Pagina =>
Il fitto carteggio di Palmieri con il vescovo di Prato e Pistoia dà conto della sua reazione alla Rivoluzione francese. Seguì con interesse i provvedimenti in materia ecclesiastica dei rivoluzionari, ma restò piuttosto tiepido di fronte ai loro risultati, che temeva portassero solo confusione. Nel 1791 Pietro Leopoldo, ormai imperatore del Sacro Romano Impero, lo invitò a prendere il posto di Natali a Pavia, l’altro grande centro del giansenismo italiano. Dopo il pensionamento di Giuseppe Zola nel 1794, fu nominato professore di storia ecclesiastica e nel 1795 anche censore regio. Rispetto alla militanza di cui aveva dato prova in Toscana, a Pavia condusse una vita decisamente tranquilla, più attenta all’insegnamento che all’attività di riformatore e polemista al servizio del sovrano. La speranza di poter riformare l’organizzazione ecclesiastica si riaccese solo quando l’imperatore gli chiese di organizzare una nuova accademia ecclesiastica a Pavia, tra il 1791 e il 1792, un progetto poi abbandonato quando la corte imperiale sembrò rinunciare a ogni istanza riformistica in ambito religioso.
Il suo distacco dalla politica attiva fu ancora più evidente con l’arrivo dei francesi in Italia, quando si dimise dalla propria cattedra già nell’ottobre 1796. Tornato a Genova, visse da semplice osservatore e senza entusiasmi gli anni delle rivoluzioni italiane. Benché lontano da simpatie patriottiche, nel 1797 fu compreso nella rosa di nomi consigliati dal Direttorio della Repubblica Ligure all’arcivescovo di Genova come vicario generale. Nel 1799 fu proposto addirittura come vescovo coadiutore, ma l’arcivescovo Giovanni Lercari gli preferì l’ex lazzarista Gian Felice Calleri.

Esercizio a =>
Elenca tutte le persone indicate per nome nella pagina su Palmieri.
Il testo e le righe che seguono non hanno alcun legame tra loro.

Materiale di partenza =>
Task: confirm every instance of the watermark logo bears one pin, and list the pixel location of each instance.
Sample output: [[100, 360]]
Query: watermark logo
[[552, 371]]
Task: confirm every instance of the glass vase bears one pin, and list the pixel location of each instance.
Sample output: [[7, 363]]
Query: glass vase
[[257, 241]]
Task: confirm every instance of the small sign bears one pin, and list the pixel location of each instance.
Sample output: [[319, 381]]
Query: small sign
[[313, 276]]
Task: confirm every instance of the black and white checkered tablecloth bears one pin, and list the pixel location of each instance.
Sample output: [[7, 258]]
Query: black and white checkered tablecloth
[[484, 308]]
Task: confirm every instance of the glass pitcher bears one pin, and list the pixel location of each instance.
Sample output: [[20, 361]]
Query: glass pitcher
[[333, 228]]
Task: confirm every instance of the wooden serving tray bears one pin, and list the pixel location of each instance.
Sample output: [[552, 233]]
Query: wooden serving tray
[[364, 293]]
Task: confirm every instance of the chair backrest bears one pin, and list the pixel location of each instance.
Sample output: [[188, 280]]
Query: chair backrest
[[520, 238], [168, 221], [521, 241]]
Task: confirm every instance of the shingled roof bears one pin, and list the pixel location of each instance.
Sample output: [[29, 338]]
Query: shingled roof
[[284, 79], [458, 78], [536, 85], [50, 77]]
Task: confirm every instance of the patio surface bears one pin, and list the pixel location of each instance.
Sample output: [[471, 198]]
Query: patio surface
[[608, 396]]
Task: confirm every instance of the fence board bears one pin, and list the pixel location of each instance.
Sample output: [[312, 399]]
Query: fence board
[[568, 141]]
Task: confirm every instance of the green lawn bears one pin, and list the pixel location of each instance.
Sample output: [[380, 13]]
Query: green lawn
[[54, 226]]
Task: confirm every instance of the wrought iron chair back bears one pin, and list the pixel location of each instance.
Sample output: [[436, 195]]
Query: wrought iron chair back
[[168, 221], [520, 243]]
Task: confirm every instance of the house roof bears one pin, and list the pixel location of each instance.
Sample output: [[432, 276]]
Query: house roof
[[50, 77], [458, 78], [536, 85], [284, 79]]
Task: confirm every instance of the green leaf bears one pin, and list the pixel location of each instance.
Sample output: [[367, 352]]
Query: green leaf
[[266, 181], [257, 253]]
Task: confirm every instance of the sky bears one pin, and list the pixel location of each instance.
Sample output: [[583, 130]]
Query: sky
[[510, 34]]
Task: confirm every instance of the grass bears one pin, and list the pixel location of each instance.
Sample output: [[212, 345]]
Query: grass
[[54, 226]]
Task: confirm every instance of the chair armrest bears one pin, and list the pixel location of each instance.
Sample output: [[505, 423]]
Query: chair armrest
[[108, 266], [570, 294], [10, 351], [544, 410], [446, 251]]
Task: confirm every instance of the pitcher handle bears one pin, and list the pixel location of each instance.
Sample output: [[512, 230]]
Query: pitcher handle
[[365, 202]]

Esercizio b =>
Trasforma in una tabella Markdown con le colonne Numero e Contenuto le righe del materiale di partenza, dalla riga che contiene "Task: confirm every instance of the pitcher" fino all'ultima riga, entrambe incluse. Tralascia le righe vuote.

Risultato a =>
- Palmieri
- Pietro Leopoldo
- Natali
- Giuseppe Zola
- Giovanni Lercari
- Gian Felice Calleri

Risultato b =>
| Numero | Contenuto |
|---|---|
| 1 | Task: confirm every instance of the pitcher handle bears one pin, and list the pixel location of each instance. |
| 2 | Sample output: [[512, 230]] |
| 3 | Query: pitcher handle |
| 4 | [[365, 202]] |